Return the portion of the Airflow blog post starting at "In my previous" and ending at "the employees relation.", copied word for word.

**Page text:**
☆ ☆ ☆ ☆ ☆

In my previous blog, I briefly introduced apache airflow and mentioned how the tool can be used to orchestrate tasks however I did not set it up locally. This was a deliberate attempt to discuss the tasks I'd like to orchestrate before installing the orchestrator itself. This move is inspired by a presentation by Matt Davis - a data engineer at Clover, during the PyData SF 2016 event.

The tasks from the previous blog perform the following functions:

Create an employees relation.
Create an employees_temp relation.
Get data from an API.
Upload the data to a docker container.
Upload the data into the employees_temp relation.
Upsert the data into the employees relation.

This setup simulates an etl process, where data is extracted from an API and is subsequently loaded to a staging area to be transformed. Finally, the transformed data is loaded to a new data store that various departments access to perform their respective business functions. In this blog, no transformation is performed.

In the next section, airflow is installed locally, and is subsequently used to orchestrate the tasks aforementioned. If you'd like a refresher in basic airflow concepts like idempotency, the airflow architecture, and others, then I highly suggest this introduction-to-airflow-basics page from Tania's documentation of her airflow workshop.

☆ ☆ ☆ ☆ ☆

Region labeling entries
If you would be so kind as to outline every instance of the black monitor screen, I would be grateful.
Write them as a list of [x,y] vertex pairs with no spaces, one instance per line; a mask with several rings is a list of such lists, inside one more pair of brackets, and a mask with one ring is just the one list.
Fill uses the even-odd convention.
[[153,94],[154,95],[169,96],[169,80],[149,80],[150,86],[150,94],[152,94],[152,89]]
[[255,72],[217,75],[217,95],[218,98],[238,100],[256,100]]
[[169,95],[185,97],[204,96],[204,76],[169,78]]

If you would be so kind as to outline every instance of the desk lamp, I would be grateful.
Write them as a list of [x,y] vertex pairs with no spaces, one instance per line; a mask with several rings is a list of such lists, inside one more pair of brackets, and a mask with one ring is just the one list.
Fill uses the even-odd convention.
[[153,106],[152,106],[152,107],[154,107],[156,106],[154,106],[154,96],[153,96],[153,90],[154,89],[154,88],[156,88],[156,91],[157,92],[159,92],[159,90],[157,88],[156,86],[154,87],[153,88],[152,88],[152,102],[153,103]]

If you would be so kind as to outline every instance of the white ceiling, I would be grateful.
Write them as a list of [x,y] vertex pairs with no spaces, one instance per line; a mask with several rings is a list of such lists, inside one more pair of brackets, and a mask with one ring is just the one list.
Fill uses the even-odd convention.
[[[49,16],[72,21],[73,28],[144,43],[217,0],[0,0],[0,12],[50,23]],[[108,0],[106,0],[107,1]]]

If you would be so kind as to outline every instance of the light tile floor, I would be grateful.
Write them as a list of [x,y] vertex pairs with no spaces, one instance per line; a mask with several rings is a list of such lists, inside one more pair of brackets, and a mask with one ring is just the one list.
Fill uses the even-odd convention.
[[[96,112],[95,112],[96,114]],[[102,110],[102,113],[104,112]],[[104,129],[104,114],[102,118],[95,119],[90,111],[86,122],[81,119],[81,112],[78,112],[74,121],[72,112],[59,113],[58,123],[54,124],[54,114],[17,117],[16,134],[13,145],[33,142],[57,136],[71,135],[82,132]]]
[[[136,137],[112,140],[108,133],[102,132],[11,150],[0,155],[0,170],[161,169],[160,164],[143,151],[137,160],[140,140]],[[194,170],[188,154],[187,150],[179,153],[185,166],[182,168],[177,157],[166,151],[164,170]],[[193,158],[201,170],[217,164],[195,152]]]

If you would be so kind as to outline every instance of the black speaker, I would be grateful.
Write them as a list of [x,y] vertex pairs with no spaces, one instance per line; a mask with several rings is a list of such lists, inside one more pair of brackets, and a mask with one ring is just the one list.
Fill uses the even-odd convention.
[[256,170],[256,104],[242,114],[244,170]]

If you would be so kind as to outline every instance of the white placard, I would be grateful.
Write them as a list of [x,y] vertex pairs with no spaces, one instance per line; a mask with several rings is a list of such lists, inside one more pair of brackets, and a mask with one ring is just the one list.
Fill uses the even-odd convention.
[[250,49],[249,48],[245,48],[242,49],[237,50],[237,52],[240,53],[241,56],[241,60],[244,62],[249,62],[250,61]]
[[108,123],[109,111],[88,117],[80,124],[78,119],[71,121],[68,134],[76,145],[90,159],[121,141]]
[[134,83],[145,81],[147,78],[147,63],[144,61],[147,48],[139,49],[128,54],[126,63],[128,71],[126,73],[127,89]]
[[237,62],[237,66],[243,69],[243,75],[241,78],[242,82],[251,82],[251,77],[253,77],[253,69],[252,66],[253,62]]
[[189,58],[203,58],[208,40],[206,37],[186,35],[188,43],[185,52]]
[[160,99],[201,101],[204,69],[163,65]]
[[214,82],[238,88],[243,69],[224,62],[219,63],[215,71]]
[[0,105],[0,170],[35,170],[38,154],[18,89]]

☆ ☆ ☆ ☆ ☆

**The solution:**
In my previous blog, I briefly introduced apache airflow and mentioned how the tool can be used to orchestrate tasks however I did not set it up locally. This was a deliberate attempt to discuss the tasks I'd like to orchestrate before installing the orchestrator itself. This move is inspired by a presentation by Matt Davis - a data engineer at Clover, during the PyData SF 2016 event.

The tasks from the previous blog perform the following functions:

Create an employees relation.
Create an employees_temp relation.
Get data from an API.
Upload the data to a docker container.
Upload the data into the employees_temp relation.
Upsert the data into the employees relation.